* **What is needed**
Look through the material for lines with the word "dark", and copy each one.

-- Opening Marker --

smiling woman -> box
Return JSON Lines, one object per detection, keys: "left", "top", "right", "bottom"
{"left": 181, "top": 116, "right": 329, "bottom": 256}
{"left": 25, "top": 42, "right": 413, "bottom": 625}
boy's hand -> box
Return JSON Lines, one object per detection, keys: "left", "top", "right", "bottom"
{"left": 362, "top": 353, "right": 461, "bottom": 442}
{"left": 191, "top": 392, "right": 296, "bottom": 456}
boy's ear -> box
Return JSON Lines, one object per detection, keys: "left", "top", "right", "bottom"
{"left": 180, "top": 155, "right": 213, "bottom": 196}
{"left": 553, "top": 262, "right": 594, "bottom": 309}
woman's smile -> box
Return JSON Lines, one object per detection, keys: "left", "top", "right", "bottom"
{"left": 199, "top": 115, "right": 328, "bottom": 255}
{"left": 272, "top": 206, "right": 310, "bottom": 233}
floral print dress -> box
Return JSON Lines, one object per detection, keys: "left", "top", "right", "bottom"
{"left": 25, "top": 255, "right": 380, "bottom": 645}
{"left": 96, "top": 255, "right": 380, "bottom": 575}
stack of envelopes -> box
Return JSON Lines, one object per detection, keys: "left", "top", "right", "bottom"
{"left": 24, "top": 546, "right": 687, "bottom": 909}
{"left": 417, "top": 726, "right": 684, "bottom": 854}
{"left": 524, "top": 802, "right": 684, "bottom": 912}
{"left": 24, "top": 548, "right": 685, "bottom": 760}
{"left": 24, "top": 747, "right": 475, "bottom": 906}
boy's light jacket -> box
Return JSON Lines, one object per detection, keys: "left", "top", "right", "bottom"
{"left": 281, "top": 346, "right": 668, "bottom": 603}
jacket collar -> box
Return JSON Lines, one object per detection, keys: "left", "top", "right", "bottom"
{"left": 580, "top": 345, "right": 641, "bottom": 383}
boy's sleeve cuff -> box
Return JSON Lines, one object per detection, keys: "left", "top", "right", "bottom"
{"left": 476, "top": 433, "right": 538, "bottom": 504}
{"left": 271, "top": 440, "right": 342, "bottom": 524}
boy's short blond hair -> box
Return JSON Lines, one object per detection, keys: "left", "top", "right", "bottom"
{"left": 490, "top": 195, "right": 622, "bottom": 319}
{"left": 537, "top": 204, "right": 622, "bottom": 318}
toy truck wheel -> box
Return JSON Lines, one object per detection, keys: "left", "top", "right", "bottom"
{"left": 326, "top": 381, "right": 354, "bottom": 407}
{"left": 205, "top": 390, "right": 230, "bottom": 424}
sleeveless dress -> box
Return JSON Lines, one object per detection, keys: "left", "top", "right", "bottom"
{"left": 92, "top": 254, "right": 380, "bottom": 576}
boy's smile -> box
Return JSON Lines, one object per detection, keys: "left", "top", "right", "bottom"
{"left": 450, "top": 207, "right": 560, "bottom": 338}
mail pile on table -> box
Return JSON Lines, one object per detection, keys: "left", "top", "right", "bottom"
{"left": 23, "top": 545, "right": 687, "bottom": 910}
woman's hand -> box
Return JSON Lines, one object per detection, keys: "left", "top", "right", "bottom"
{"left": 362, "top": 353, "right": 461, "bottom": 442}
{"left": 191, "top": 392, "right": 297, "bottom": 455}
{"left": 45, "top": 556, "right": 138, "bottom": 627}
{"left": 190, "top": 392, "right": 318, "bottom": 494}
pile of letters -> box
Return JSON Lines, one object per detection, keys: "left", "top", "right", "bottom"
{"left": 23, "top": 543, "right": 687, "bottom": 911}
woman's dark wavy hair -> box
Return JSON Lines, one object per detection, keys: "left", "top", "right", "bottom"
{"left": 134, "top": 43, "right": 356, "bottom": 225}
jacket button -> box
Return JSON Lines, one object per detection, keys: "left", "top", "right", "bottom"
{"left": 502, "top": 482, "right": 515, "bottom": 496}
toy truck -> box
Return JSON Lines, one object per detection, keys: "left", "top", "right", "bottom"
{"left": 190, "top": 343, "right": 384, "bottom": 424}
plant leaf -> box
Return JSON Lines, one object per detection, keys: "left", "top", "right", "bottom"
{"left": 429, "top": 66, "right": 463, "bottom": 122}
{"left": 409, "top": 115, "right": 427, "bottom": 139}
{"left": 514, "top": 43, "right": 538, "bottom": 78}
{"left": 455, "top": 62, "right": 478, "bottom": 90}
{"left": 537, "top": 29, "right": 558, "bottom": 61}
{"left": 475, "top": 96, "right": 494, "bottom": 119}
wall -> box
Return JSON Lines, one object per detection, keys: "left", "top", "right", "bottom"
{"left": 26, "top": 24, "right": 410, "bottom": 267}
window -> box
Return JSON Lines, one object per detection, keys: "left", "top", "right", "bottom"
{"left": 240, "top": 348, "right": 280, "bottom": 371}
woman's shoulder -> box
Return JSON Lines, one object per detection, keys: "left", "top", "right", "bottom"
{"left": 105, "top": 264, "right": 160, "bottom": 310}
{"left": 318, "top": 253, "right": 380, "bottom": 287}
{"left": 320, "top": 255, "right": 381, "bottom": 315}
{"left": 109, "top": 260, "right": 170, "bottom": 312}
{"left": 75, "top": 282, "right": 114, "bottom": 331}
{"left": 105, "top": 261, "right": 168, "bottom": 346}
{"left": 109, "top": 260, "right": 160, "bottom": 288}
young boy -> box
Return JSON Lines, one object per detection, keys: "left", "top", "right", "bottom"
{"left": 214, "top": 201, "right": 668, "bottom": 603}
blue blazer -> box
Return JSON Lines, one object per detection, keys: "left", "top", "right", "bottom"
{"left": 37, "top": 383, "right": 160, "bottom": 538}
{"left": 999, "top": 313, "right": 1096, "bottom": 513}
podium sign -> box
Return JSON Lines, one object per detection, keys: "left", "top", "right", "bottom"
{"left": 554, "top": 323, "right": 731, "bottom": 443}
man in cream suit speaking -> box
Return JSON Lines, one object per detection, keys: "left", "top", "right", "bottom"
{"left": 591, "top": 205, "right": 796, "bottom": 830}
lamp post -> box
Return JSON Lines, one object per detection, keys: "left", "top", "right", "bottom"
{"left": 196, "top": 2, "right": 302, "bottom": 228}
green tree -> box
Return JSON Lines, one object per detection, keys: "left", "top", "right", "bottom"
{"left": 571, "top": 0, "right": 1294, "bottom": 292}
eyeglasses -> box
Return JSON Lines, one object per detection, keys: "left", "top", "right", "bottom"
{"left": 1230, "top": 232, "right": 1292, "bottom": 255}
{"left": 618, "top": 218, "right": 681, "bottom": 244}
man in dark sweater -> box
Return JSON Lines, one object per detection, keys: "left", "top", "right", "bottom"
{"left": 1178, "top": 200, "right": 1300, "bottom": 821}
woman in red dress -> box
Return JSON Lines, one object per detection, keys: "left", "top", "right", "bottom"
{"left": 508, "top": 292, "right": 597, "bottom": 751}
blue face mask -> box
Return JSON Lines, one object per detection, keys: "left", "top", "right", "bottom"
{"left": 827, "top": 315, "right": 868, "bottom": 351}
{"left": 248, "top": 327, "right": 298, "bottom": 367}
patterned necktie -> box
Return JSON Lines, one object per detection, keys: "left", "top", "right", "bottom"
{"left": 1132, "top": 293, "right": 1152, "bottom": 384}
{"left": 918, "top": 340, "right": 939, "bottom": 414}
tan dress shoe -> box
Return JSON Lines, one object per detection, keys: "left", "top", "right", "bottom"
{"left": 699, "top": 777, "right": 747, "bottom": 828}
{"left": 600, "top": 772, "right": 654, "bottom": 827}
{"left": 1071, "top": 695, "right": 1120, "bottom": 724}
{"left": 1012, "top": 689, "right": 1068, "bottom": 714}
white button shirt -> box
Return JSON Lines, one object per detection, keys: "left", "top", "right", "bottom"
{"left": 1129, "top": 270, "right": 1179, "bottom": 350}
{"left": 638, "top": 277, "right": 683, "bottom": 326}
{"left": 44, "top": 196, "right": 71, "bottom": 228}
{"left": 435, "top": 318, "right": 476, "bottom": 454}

-- Closing Marker --

* **Final answer**
woman's dark wavy hair -> box
man in dark sweater -> box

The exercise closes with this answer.